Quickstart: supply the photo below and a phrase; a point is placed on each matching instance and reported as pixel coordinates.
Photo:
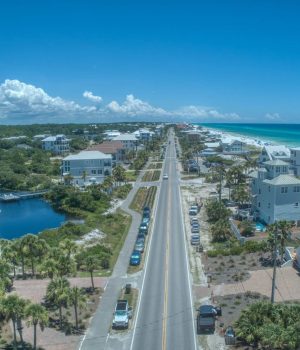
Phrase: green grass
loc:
(131, 175)
(145, 196)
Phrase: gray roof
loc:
(85, 155)
(125, 137)
(276, 162)
(283, 180)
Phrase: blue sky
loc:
(199, 60)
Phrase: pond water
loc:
(27, 216)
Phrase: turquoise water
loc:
(286, 134)
(27, 216)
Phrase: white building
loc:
(295, 160)
(58, 144)
(273, 153)
(87, 167)
(129, 141)
(276, 193)
(234, 147)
----
■ **SHORT TASK**
Reproduce the records line for line, starting with the line that contains "Phrase: blue sky" and continuing through the final line of the records, with both ends included.

■ **SOLUTION TO THIS PROBLEM**
Phrase: blue sky
loc:
(199, 60)
Phrase: pond water
loc:
(27, 216)
Phrase: turquoise water
loc:
(286, 134)
(27, 216)
Phrase: white building
loc:
(295, 160)
(58, 144)
(273, 153)
(87, 167)
(129, 141)
(276, 193)
(234, 147)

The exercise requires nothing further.